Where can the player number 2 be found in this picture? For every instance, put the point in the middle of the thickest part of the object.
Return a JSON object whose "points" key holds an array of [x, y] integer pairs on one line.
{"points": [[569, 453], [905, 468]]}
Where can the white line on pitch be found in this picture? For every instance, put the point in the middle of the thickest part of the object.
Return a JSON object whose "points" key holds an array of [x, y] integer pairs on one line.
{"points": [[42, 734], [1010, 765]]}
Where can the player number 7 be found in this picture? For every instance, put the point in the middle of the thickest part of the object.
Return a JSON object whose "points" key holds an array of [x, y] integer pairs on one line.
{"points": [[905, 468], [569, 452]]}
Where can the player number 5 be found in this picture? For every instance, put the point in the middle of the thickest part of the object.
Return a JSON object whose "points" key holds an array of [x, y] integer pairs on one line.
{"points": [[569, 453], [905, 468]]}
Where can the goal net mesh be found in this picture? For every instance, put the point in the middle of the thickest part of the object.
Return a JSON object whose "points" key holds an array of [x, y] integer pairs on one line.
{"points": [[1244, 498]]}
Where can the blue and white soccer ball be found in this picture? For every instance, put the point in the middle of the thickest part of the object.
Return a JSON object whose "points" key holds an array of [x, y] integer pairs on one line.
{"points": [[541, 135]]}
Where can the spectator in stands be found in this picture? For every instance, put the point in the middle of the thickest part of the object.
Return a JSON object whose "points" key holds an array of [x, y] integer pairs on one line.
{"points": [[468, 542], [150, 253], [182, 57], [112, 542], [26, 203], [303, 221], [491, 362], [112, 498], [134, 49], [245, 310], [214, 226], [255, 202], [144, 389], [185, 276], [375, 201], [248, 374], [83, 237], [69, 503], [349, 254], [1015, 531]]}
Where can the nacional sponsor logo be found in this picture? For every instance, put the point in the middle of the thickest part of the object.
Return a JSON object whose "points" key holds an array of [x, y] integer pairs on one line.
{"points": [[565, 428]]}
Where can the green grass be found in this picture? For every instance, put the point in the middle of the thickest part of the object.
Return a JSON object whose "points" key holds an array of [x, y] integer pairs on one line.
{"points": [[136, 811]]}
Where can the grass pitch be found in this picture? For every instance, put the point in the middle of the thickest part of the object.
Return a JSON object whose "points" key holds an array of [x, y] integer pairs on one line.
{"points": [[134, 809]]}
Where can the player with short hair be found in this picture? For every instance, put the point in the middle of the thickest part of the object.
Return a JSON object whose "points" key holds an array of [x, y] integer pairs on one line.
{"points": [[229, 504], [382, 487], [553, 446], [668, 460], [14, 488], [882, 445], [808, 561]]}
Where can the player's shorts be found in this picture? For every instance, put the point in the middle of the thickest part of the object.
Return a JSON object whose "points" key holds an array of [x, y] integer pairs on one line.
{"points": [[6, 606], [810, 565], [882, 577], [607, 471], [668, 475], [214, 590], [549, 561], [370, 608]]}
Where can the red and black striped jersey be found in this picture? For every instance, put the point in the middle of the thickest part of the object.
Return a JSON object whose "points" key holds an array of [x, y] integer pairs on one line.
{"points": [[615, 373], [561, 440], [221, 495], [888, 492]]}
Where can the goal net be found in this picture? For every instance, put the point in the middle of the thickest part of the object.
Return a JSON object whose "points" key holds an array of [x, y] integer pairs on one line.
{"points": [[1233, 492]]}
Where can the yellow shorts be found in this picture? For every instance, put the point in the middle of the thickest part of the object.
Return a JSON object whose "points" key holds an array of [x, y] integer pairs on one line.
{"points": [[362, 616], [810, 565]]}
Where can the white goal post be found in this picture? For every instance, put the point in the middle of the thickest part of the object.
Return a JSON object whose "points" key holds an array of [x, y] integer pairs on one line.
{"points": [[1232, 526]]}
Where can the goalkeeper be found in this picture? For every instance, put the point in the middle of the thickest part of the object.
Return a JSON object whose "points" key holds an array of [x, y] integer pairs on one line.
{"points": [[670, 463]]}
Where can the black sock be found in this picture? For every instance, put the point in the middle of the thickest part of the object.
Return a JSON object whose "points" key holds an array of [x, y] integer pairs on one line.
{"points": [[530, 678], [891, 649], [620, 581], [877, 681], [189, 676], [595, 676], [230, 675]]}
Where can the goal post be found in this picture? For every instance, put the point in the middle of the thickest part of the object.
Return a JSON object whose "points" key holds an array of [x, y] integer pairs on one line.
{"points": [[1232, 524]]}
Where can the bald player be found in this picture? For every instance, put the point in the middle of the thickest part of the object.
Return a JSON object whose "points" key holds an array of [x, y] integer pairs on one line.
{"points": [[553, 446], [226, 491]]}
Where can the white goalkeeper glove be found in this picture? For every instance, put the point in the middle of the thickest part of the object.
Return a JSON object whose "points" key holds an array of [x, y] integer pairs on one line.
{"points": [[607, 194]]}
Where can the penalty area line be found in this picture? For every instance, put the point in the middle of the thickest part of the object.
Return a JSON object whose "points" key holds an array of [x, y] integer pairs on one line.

**WORK REQUIRED**
Repeat precisely the lines of the data starting at the one containing "Where can the white goalkeeper", last line included.

**REPLY**
Where can the white goalkeeper glove be found in this picture? For every instance, put the point in the middle of the thickest part of the object.
Return a JSON object whose "points" key holds an array of [x, y] integer pairs on one line.
{"points": [[607, 194]]}
Where can the penalty area line be found in this picture? For every instance, put the point in the middle of the thickest part of the object.
Return a JSON object whose "points" key holds an array of [x, y] integer pairs on one line.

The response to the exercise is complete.